# TASK TO CARRY OUT
Output every line of the records below as a JSON list of strings, with one string per line and blank lines left out.

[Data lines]
START

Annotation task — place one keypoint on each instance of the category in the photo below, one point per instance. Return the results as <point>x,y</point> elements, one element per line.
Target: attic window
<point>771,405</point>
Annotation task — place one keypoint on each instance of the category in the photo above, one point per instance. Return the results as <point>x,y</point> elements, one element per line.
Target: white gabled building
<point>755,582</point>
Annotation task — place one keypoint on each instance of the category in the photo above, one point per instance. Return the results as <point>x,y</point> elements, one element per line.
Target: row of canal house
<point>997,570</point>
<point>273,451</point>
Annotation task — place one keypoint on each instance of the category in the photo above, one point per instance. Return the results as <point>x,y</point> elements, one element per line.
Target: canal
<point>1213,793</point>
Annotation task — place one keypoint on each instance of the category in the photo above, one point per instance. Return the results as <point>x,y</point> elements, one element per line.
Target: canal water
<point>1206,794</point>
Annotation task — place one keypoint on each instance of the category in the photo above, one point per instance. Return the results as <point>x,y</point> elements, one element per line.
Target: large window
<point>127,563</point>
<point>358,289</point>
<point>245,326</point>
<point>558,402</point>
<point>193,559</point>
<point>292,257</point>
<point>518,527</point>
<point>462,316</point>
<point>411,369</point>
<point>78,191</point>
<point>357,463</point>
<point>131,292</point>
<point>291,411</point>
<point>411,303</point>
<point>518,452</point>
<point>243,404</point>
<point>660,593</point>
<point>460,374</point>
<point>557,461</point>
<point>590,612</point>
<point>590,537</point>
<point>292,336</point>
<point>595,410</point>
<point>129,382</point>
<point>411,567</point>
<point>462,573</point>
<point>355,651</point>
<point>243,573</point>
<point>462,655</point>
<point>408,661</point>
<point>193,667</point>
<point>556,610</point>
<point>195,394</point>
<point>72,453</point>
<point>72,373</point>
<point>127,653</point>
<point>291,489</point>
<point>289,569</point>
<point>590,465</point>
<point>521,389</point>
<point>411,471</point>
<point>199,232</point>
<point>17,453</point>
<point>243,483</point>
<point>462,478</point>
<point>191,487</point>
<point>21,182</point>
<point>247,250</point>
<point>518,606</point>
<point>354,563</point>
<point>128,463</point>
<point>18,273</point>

END

# THE RESPONSE
[
  "Annotation task — place one keypoint on each instance of the category in the photo below, one point per instance. Return the results as <point>x,y</point> elements, one element per line.",
  "Target: attic window",
  "<point>771,405</point>",
  "Annotation task — place one keypoint on each instance of the category in the photo above, one point per instance. Return the results as <point>x,y</point> elements, one element per line.",
  "Target: white gabled building",
  "<point>755,582</point>",
  "Annotation task — place one keypoint on each instance of the category in the photo above, one point per instance. Return the results as <point>x,y</point> elements, one element per line.",
  "Target: row of canal house",
  "<point>997,570</point>",
  "<point>273,451</point>",
  "Annotation task — place one keypoint on each instance of the category in the photo above, one point per instance. Return the results as <point>x,y</point> elements, one element per line.",
  "Target: canal",
  "<point>1213,793</point>",
  "Annotation task — place one keypoint on each instance of the category in the photo above, one point per instance. Return the results as <point>x,y</point> elements, one element per line.",
  "Target: canal water",
  "<point>1206,794</point>",
  "Annotation task — place one keypoint on each instance of the category in the photo above, one point per instance. Return the results as <point>x,y</point> elements, one element per line.",
  "Target: large window",
  "<point>127,563</point>",
  "<point>358,289</point>",
  "<point>245,326</point>",
  "<point>558,402</point>",
  "<point>193,559</point>",
  "<point>292,257</point>",
  "<point>518,527</point>",
  "<point>462,316</point>",
  "<point>411,369</point>",
  "<point>78,191</point>",
  "<point>357,463</point>",
  "<point>131,292</point>",
  "<point>291,411</point>",
  "<point>411,303</point>",
  "<point>518,452</point>",
  "<point>243,404</point>",
  "<point>660,593</point>",
  "<point>460,374</point>",
  "<point>557,461</point>",
  "<point>590,612</point>",
  "<point>590,537</point>",
  "<point>292,336</point>",
  "<point>595,410</point>",
  "<point>129,382</point>",
  "<point>411,567</point>",
  "<point>462,573</point>",
  "<point>355,651</point>",
  "<point>243,573</point>",
  "<point>462,655</point>",
  "<point>408,661</point>",
  "<point>193,667</point>",
  "<point>556,610</point>",
  "<point>195,394</point>",
  "<point>72,453</point>",
  "<point>72,373</point>",
  "<point>127,653</point>",
  "<point>291,489</point>",
  "<point>289,569</point>",
  "<point>590,465</point>",
  "<point>521,389</point>",
  "<point>411,471</point>",
  "<point>199,232</point>",
  "<point>17,453</point>",
  "<point>243,483</point>",
  "<point>462,478</point>",
  "<point>191,487</point>",
  "<point>21,182</point>",
  "<point>247,250</point>",
  "<point>518,606</point>",
  "<point>354,563</point>",
  "<point>128,463</point>",
  "<point>18,273</point>"
]